— Start Excerpted text —
Wyndham
Destinations · Kimberley

Wyndham

Wyndham is the northernmost town in WA — a working port on Cambridge Gulf with the Big Croc out the front, the Five Rivers Lookout above it, and Parry Lagoons' Ramsar wetlands an easy drive away.

Wyndham is the northernmost town in Western Australia — a working port on Cambridge Gulf with a population of about 800, a single pub, a famous concrete crocodile out the front and one of the most spectacular sunset lookouts in the country tucked into the ridgeline behind it. It is also the closest town on the WA side to the Bungle Bungles and the start of the long red drive across to Darwin via the Victoria Highway.

Our writer Tessa spent four days here in early August working through this guide, mostly with the windows down and a thermos in the cup holder. Wyndham doesn’t hand you a checklist on arrival the way Broome does. You roll in past the saltflats, find the Big Croc, and then you have to ask someone where to point the car next. Five Rivers Lookout at sunset is the answer almost every time — but it’s the half-day either side of that climb where the place really sinks in.

What Wyndham is actually good at

The Five Rivers Lookout on the Bastion Range is the headline experience, and it earns the billing. From the car park 335 metres above the gulf you look down on the convergence of five major Kimberley rivers — the King, the Pentecost, the Durack, the Ord and the Forrest — spilling out across tidal mudflats that turn molten orange in the late sun. It is one of those views that looks fake in photos and somehow even bigger in person. The road up is steep, sealed and easy in a two-wheel-drive; allow about 15 minutes from the port. Get there 45 minutes before sunset, bring something warm because the wind off the range bites even in the dry season, and stay on for another 20 minutes after the sun drops because the colour on the salt pans deepens long after the horizon goes flat.
— End Excerpted text —
— Start Entries provided —
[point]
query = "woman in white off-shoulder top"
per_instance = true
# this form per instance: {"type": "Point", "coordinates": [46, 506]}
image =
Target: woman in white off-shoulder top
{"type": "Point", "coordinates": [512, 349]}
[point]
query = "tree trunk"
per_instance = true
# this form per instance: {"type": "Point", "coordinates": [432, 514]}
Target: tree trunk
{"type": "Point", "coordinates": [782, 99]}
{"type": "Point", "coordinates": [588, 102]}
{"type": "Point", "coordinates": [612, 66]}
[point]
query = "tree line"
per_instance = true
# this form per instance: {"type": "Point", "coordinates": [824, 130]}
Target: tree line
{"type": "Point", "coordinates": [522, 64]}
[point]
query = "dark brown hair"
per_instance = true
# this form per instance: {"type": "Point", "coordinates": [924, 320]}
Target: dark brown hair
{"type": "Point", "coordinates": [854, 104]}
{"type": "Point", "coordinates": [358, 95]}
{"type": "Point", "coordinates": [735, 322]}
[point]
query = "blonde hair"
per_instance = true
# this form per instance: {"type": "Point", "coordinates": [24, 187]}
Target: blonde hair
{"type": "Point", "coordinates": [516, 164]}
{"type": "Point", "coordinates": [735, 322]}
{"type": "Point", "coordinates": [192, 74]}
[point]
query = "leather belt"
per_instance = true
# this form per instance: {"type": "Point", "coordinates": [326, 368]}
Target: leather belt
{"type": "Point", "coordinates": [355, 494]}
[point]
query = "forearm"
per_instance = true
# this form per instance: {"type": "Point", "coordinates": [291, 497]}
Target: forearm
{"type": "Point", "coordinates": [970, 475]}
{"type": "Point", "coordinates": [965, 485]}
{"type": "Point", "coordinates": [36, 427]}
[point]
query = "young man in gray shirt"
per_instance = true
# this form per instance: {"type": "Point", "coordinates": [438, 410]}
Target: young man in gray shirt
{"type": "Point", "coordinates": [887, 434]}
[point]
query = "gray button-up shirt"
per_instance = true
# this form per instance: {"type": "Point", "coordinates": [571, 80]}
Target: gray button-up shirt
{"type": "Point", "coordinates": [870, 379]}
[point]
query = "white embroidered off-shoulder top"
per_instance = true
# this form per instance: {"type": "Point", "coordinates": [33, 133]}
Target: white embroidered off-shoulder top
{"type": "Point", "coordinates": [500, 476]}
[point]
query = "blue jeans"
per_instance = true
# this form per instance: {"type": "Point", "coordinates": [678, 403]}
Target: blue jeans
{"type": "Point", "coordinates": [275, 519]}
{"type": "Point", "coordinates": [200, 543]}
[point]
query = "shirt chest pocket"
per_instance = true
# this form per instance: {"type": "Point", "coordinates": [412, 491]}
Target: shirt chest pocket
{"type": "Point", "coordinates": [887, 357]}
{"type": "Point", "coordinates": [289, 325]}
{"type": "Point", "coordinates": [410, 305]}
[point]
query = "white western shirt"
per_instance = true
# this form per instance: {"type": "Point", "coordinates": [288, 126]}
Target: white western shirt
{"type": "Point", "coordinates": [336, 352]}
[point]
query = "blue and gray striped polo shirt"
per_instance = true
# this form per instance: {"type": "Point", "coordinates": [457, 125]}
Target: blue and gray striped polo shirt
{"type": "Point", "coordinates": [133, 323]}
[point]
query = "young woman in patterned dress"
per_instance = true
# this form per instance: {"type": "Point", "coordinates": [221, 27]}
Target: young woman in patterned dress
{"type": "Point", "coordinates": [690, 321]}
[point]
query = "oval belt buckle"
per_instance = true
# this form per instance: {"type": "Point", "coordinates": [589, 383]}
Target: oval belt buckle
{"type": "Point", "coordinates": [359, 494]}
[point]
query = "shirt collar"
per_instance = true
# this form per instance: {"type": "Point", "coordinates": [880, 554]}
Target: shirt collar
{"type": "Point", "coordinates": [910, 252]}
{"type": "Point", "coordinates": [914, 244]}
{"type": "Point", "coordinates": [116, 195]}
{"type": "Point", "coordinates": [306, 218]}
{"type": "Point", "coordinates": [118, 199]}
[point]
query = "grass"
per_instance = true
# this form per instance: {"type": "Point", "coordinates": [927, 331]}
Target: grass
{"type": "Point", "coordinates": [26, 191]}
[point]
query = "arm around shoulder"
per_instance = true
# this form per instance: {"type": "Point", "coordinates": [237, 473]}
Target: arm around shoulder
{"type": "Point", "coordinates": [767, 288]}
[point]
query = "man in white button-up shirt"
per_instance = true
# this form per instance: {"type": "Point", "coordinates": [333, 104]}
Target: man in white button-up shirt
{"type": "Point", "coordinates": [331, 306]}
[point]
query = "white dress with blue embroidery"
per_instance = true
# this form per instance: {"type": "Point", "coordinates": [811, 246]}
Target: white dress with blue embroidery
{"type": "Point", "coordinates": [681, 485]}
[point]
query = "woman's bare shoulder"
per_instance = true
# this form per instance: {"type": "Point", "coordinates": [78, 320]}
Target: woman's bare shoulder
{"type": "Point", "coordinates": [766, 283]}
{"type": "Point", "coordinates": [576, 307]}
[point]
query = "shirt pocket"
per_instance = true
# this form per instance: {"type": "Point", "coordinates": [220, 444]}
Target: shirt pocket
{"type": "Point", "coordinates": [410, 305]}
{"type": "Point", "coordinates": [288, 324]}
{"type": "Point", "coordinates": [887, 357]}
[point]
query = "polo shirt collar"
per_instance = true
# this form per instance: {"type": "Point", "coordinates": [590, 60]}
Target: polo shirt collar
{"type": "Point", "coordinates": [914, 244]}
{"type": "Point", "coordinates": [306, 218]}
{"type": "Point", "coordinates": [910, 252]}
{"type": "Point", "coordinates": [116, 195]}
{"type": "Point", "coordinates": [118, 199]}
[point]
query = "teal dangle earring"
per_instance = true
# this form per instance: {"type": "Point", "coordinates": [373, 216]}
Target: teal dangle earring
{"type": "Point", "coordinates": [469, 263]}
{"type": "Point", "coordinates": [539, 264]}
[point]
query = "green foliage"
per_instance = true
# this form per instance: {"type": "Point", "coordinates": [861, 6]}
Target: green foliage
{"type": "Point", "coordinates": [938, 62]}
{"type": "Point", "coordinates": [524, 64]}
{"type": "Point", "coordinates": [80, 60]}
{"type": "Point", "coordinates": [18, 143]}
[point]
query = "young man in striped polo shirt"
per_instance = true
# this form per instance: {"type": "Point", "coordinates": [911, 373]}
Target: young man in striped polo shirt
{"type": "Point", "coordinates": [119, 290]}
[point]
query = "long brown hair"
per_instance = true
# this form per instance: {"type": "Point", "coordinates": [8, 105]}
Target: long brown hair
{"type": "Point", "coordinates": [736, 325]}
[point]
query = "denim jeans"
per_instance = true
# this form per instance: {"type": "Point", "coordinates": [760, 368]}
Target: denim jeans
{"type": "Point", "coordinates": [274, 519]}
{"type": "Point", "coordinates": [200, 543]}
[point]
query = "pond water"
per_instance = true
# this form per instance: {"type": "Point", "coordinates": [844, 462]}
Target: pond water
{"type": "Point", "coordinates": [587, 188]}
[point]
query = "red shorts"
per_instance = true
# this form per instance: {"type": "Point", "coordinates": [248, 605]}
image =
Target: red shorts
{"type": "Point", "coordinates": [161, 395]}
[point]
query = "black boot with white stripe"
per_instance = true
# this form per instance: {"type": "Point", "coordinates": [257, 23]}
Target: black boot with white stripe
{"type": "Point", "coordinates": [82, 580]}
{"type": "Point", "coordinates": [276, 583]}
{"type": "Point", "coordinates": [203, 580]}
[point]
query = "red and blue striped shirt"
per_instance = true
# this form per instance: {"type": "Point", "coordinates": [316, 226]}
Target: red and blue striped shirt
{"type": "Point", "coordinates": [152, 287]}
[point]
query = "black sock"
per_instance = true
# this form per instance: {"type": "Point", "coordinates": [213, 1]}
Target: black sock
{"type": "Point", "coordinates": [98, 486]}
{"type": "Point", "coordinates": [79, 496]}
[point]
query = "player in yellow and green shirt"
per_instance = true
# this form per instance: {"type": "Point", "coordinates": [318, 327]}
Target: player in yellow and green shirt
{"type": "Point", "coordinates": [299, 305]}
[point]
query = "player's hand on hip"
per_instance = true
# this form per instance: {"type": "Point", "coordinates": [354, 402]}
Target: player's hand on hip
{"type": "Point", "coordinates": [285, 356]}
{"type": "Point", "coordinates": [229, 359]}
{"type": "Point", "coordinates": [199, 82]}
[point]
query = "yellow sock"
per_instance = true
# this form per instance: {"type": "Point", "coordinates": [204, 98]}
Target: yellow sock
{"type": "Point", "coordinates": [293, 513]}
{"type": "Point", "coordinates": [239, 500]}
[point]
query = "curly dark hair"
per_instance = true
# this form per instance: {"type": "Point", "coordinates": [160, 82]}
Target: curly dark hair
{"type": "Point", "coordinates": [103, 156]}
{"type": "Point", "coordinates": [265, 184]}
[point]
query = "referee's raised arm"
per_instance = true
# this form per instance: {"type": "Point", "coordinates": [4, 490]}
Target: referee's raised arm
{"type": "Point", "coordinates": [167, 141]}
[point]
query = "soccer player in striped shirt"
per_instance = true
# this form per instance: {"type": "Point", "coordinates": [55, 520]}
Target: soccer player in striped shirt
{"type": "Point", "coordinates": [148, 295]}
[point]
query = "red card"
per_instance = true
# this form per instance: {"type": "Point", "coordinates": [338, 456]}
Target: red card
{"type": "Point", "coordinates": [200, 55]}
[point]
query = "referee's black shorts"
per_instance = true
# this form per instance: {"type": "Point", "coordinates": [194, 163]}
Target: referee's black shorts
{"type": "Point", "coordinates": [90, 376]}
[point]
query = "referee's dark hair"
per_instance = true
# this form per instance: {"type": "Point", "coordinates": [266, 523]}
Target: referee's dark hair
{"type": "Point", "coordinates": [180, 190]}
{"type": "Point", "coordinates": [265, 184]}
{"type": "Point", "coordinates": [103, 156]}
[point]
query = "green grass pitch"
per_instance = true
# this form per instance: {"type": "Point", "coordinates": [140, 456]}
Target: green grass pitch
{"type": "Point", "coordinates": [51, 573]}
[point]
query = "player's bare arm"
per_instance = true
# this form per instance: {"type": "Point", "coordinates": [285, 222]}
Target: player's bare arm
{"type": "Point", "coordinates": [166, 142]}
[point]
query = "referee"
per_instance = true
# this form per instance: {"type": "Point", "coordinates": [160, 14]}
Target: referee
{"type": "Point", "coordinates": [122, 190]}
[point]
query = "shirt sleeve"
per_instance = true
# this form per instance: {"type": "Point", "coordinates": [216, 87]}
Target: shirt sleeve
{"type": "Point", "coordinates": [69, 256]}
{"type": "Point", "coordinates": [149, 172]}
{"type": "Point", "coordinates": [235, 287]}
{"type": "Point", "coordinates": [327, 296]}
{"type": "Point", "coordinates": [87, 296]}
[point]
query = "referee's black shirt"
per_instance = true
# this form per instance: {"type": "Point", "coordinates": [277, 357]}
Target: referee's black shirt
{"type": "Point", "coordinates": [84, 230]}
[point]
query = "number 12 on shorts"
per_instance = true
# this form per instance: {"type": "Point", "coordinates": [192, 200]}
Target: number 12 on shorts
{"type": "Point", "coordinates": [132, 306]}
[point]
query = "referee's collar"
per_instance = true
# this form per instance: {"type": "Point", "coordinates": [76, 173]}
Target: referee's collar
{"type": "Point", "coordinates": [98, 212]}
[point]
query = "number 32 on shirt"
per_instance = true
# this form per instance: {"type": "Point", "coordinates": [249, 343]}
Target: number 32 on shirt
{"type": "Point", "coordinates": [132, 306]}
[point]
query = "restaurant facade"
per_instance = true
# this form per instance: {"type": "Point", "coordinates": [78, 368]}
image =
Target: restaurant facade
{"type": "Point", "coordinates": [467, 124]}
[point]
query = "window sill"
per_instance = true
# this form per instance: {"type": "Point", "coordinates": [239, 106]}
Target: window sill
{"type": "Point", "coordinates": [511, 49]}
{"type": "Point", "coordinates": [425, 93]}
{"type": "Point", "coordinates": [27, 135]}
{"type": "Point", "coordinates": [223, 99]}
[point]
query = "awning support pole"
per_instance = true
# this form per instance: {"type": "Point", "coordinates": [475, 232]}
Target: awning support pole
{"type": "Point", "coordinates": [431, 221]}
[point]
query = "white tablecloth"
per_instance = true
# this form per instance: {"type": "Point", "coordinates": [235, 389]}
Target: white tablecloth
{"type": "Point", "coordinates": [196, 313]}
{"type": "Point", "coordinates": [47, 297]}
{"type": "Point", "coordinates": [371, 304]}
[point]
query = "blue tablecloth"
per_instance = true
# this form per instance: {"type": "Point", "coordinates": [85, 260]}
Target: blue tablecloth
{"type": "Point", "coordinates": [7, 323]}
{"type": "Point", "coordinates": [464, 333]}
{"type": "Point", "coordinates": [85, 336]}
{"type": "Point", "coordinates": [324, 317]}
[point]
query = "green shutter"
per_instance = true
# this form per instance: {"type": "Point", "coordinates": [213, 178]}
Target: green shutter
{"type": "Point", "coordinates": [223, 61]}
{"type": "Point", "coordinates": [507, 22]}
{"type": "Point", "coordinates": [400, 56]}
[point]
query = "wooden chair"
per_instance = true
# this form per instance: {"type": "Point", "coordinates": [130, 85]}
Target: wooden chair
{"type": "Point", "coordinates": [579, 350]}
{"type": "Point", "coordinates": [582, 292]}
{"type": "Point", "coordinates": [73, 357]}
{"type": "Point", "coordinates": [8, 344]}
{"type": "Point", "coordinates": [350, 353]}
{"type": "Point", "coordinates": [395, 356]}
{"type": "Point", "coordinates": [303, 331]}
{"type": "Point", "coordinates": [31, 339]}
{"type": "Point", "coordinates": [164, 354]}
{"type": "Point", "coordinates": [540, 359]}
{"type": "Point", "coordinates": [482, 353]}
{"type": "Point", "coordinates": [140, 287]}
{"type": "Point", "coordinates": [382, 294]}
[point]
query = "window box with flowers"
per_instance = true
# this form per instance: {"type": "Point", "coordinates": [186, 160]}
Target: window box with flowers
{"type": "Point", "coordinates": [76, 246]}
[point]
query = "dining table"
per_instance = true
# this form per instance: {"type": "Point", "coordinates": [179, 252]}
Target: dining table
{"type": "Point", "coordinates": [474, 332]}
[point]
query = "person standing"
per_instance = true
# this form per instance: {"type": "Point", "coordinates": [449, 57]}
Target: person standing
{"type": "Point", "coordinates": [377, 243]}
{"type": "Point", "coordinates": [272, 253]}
— End Entries provided —
▶ [Complete the following]
A - Pick out every line of the records that contains the string "with", counting only matches in the same case.
B - Write the next part of the Wyndham travel guide, starting right after its last sentence.

▶ [Exercise answers]
A -
query = "white dress with blue embroidery"
Target: white dress with blue embroidery
query = "black boot with white stripe"
Target: black boot with white stripe
query = "window box with flowers"
Target: window box with flowers

B -
The town itself splits into two halves separated by 5 km of bitumen. Wyndham Port at the foot of the range is the historical heart — the jetty, the old cattle export wharf, the boab trees, the original buildings. Wyndham Three Mile is the modern town centre where the supermarket, fuel and most of the houses sit. The two halves work together as one place but you’ll spend time in both, so don’t pick accommodation expecting to walk between them.

The crocodiles — the concrete one and the real ones

The Big Crocodile statue on the highway into town is the photo every visitor takes, and it should be: it’s 20 metres of grey concrete from 1987, longer than any croc actually pulled out of the Cambridge Gulf, and unmistakably a piece of the great Australian Big Things era. There’s a small parking area, no entry fee, and a sign explaining the local saltwater crocodile population, which is genuinely substantial. The Cambridge Gulf and the Ord River system support some of the densest populations of estuarine crocodiles in the country.

For live crocodiles, Wyndham Crocodile Park on Barytes Road runs daily feeding tours and is the closest place in the East Kimberley to see large salties up close. Tour times shift with the dry/wet seasons so check before you drive out. The park has been operating since the early 1980s and a chunk of the revenue funds research and the rehoming of problem crocs pulled out of communities further north. It’s an honest, low-gloss operation that does not feel theme-park — you’re standing on a concrete walkway over enclosures with animals that were genuinely dangerous before they ended up here.

One thing to be clear on: do not swim or wade in any unmarked body of water around Wyndham. Cambridge Gulf, the Ord River below the dam, all the tidal creeks, every roadside billabong — assume salties are present. Locals don’t even fish from the bank without a long rod and a head on a swivel. The Marlgu Billboard near Parry Lagoons is a fine spot to watch birds; it is not a spot to dip your feet.

Parry Lagoons Nature Reserve and the birdlife

About 20 km out of town on the Parry Creek Road you’ll find one of the most important Ramsar wetlands in the country. Parks and Wildlife Service WA manages Parry Lagoons as a nature reserve and there’s a raised boardwalk and bird hide at Marlgu Billabong that puts you eye-level with magpie geese, jabirus, brolgas and (when the timing is right) flocks of pied stilts so thick you can’t see the water under them. The wet season swells the lagoons to many times their dry-season size and is when the migratory shorebirds turn up from the northern hemisphere — but most of those tracks are inaccessible during the wet, so the practical visiting window is May through to about September. We brought a $30 pair of binoculars from the supermarket in Kununurra and got hours of use out of them.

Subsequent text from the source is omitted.